_Task to complete_
Please retype the data in full and exactly; the pictures are not part of the copy.

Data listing

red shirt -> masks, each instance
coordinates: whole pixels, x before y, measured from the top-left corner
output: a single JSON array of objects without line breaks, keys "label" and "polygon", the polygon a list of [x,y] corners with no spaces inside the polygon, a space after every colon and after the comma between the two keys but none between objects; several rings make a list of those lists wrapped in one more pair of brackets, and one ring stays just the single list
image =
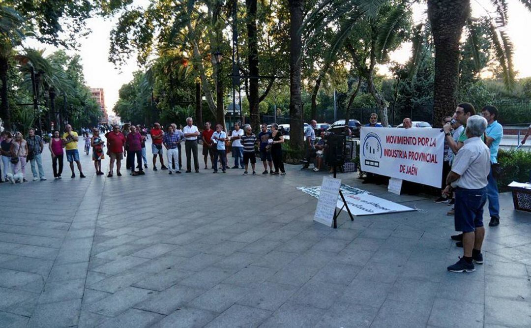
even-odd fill
[{"label": "red shirt", "polygon": [[207,141],[208,144],[212,144],[212,135],[214,134],[214,130],[210,129],[210,131],[207,131],[207,130],[203,130],[203,133],[201,134],[203,136],[203,138]]},{"label": "red shirt", "polygon": [[123,152],[125,137],[122,132],[118,133],[109,132],[105,136],[107,137],[107,142],[109,143],[109,151],[112,153]]},{"label": "red shirt", "polygon": [[153,143],[155,144],[161,145],[162,144],[162,139],[156,139],[153,138],[154,136],[162,136],[163,132],[162,129],[156,129],[155,128],[152,128],[150,133],[151,134],[151,138],[153,139]]}]

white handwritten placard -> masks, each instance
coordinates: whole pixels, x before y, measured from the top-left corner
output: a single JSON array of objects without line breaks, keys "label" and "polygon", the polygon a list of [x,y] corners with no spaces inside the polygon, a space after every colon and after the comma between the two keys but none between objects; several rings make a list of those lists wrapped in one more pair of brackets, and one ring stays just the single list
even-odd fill
[{"label": "white handwritten placard", "polygon": [[331,227],[340,186],[340,179],[331,177],[323,178],[319,200],[317,202],[315,214],[313,217],[314,221]]}]

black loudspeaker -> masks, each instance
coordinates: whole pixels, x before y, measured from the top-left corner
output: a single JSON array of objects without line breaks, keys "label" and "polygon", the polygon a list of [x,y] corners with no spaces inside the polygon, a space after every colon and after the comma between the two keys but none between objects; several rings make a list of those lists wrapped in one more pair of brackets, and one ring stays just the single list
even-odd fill
[{"label": "black loudspeaker", "polygon": [[331,167],[342,166],[345,163],[345,136],[330,134],[327,138],[328,145],[327,163]]}]

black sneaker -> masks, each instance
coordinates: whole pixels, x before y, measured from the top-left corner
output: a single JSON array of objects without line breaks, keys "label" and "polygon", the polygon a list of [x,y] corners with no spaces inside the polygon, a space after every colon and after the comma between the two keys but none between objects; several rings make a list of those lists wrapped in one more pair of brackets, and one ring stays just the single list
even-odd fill
[{"label": "black sneaker", "polygon": [[455,264],[450,265],[447,269],[450,272],[473,272],[476,271],[474,263],[469,263],[463,257],[459,257],[459,260]]},{"label": "black sneaker", "polygon": [[500,225],[500,218],[492,217],[491,218],[491,221],[489,222],[489,227],[496,227]]},{"label": "black sneaker", "polygon": [[459,235],[454,235],[451,236],[450,238],[452,238],[452,240],[456,240],[456,241],[462,241],[463,240],[463,234],[459,234]]},{"label": "black sneaker", "polygon": [[474,263],[476,263],[477,264],[483,264],[483,254],[481,254],[481,253],[480,252],[480,253],[476,254],[475,255],[474,255],[474,254],[473,253],[472,254],[472,261],[474,261]]}]

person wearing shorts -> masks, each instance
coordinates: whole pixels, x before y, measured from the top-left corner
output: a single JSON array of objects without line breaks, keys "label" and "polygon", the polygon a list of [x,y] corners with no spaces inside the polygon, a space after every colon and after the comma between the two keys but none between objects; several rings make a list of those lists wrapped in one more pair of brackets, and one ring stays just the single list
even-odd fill
[{"label": "person wearing shorts", "polygon": [[456,192],[454,223],[456,231],[463,232],[463,257],[448,266],[451,272],[473,272],[476,270],[474,263],[483,263],[483,206],[487,200],[491,154],[481,137],[487,127],[487,120],[473,115],[466,123],[467,139],[453,159],[443,191],[446,195],[449,195],[452,189]]},{"label": "person wearing shorts", "polygon": [[152,141],[151,152],[153,153],[153,170],[157,170],[157,155],[159,156],[159,160],[160,161],[160,169],[167,170],[168,168],[164,166],[164,159],[162,158],[162,137],[164,132],[160,128],[160,124],[153,124],[150,134],[151,135]]},{"label": "person wearing shorts", "polygon": [[[113,126],[113,131],[105,135],[107,138],[107,146],[108,149],[107,154],[110,158],[109,163],[109,174],[107,176],[113,176],[113,170],[114,168],[114,162],[116,162],[116,175],[122,176],[120,168],[122,167],[122,160],[124,159],[124,153],[125,152],[125,137],[120,132],[120,127],[118,124]],[[134,168],[133,168],[134,169]]]},{"label": "person wearing shorts", "polygon": [[79,170],[79,177],[84,178],[85,176],[83,174],[83,170],[81,168],[81,163],[79,161],[78,133],[72,131],[72,125],[70,124],[67,124],[65,126],[65,130],[66,132],[63,134],[63,143],[66,151],[66,160],[70,165],[70,169],[72,170],[72,177],[75,177],[75,173],[74,172],[74,162],[75,162],[78,165],[78,169]]},{"label": "person wearing shorts", "polygon": [[253,175],[256,175],[256,172],[254,169],[255,165],[256,163],[256,156],[254,152],[254,145],[256,143],[256,136],[253,134],[251,125],[245,126],[245,134],[242,136],[241,139],[242,145],[243,146],[243,164],[245,168],[243,175],[247,175],[250,161],[251,167],[253,169]]},{"label": "person wearing shorts", "polygon": [[[268,150],[267,146],[269,144],[269,139],[272,139],[272,138],[273,135],[271,134],[271,131],[267,131],[267,125],[262,124],[262,131],[258,134],[258,140],[260,143],[260,160],[264,165],[264,171],[262,172],[262,174],[273,173],[273,159],[271,157],[270,148]],[[267,165],[266,163],[266,161],[267,161],[269,164],[269,172],[268,172]]]}]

_Output below_
red shirt -> masks, each instance
coordinates: whole pixels, x before y, measured from the top-left corner
output: a single JSON array of objects without line breaks, keys "label" and "polygon", the polygon a list of [x,y] corners with no spaces inside the polygon, a space after every colon and after the comma between the two keys but none between objects; several rings make a list of those lists wrapped in one more pair of brackets, and one ring stays just the single list
image =
even-odd fill
[{"label": "red shirt", "polygon": [[207,141],[208,144],[212,144],[212,135],[214,134],[214,130],[210,129],[210,131],[207,131],[207,130],[203,130],[203,133],[201,134],[203,136],[203,138]]},{"label": "red shirt", "polygon": [[123,152],[125,137],[122,132],[118,133],[109,132],[105,136],[107,137],[107,142],[109,143],[109,151],[112,153]]},{"label": "red shirt", "polygon": [[153,143],[155,144],[161,145],[162,144],[162,139],[156,139],[153,138],[154,136],[162,136],[163,132],[162,129],[156,129],[155,128],[152,128],[150,133],[151,134],[151,138],[153,139]]}]

white handwritten placard -> masks, each instance
coordinates: whole pixels, x before y, measured from the top-left corner
output: a single JSON array of objects without line breaks, keys "label" and "polygon", the polygon a list of [x,y] corners with no spaces inside the polygon, a space after every colon and after the comma between the two keys but none between objects; several rings make a list of those lists wrapped in one more pair of brackets, and one ring stays just the single list
even-odd fill
[{"label": "white handwritten placard", "polygon": [[331,227],[340,186],[340,179],[331,177],[323,178],[319,200],[317,202],[315,214],[313,217],[314,221]]}]

black loudspeaker -> masks, each instance
coordinates: whole pixels, x before y, measured from the top-left corner
output: a single JSON array of objects without line breaks, keys "label" and "polygon", the polygon a list of [x,y] corners with no spaces inside the polygon, a space after every colon and after the comma between the two keys but none between objects; several rings make a list of those lists wrapped in one more pair of brackets, and one ring stays just the single list
even-odd fill
[{"label": "black loudspeaker", "polygon": [[331,167],[342,166],[345,163],[345,136],[330,134],[327,138],[328,145],[327,163]]}]

black sneaker -> masks, each instance
coordinates: whole pixels, x before y, measured from the top-left corner
output: a single JSON array of objects without line breaks, keys "label" and "polygon", the polygon a list of [x,y] corners with no spaces inside the polygon, a space after every colon and after the comma between the two keys but none between objects; several rings make a list of those lists wrapped in one more pair of brackets, and one ring stays just the single list
even-odd fill
[{"label": "black sneaker", "polygon": [[455,264],[450,265],[447,269],[450,272],[473,272],[476,271],[474,263],[469,263],[463,257],[459,257],[459,260]]},{"label": "black sneaker", "polygon": [[500,225],[500,218],[492,217],[491,218],[491,221],[489,222],[489,227],[496,227]]},{"label": "black sneaker", "polygon": [[459,235],[454,235],[451,236],[450,238],[452,238],[452,240],[456,240],[456,241],[462,241],[463,240],[463,234],[459,234]]},{"label": "black sneaker", "polygon": [[474,263],[476,263],[477,264],[483,264],[483,254],[481,254],[481,253],[480,252],[480,253],[476,254],[475,255],[474,255],[474,254],[473,253],[472,254],[472,261],[474,261]]}]

person wearing shorts -> masks, each instance
coordinates: whole pixels, x before y, measured from the top-left corner
output: a single JSON array of objects without line breaks, keys "label" and "polygon", the polygon a list of [x,y] corners with no spaces inside the polygon, a space after every colon and after the comma between the two keys but none between objects; several rings make a list of those lists wrapped in one more pair of brackets, and one ring stays just the single list
even-odd fill
[{"label": "person wearing shorts", "polygon": [[456,192],[454,223],[456,231],[463,232],[463,257],[448,266],[451,272],[473,272],[476,270],[474,263],[483,263],[483,206],[487,200],[491,154],[481,137],[487,127],[487,120],[473,115],[466,123],[467,139],[453,159],[443,191],[446,195],[449,195],[452,189]]},{"label": "person wearing shorts", "polygon": [[152,141],[151,152],[153,153],[153,170],[157,170],[157,155],[159,156],[159,160],[160,161],[160,169],[167,170],[168,168],[164,166],[164,159],[162,158],[162,137],[164,132],[160,128],[160,124],[153,124],[150,134],[151,135]]},{"label": "person wearing shorts", "polygon": [[[113,126],[113,131],[105,135],[107,138],[107,146],[108,149],[107,154],[110,158],[109,163],[109,174],[107,176],[113,176],[113,170],[114,168],[114,162],[116,162],[116,175],[122,176],[120,168],[122,167],[122,160],[124,159],[124,153],[125,152],[125,137],[120,132],[120,127],[118,124]],[[134,168],[133,168],[134,169]]]},{"label": "person wearing shorts", "polygon": [[79,170],[79,177],[84,178],[85,176],[83,174],[83,170],[81,168],[81,163],[79,161],[78,133],[72,131],[72,125],[70,124],[67,124],[65,126],[65,130],[66,132],[63,134],[63,143],[66,151],[66,160],[70,165],[70,169],[72,170],[72,177],[75,177],[75,173],[74,172],[74,162],[75,162],[78,165],[78,169]]},{"label": "person wearing shorts", "polygon": [[253,175],[256,175],[256,172],[254,169],[255,165],[256,163],[256,156],[254,152],[254,145],[256,143],[256,136],[253,134],[251,125],[245,126],[245,134],[242,136],[241,139],[242,145],[243,146],[243,164],[245,168],[243,175],[247,175],[250,161],[251,167],[253,169]]},{"label": "person wearing shorts", "polygon": [[[268,150],[267,146],[269,144],[269,139],[272,139],[272,138],[273,135],[271,134],[271,131],[267,131],[267,125],[262,124],[262,131],[258,134],[258,140],[260,143],[260,160],[264,165],[264,171],[262,172],[262,174],[273,173],[273,159],[271,157],[270,148]],[[267,165],[266,163],[266,161],[267,161],[269,164],[269,172],[268,172]]]}]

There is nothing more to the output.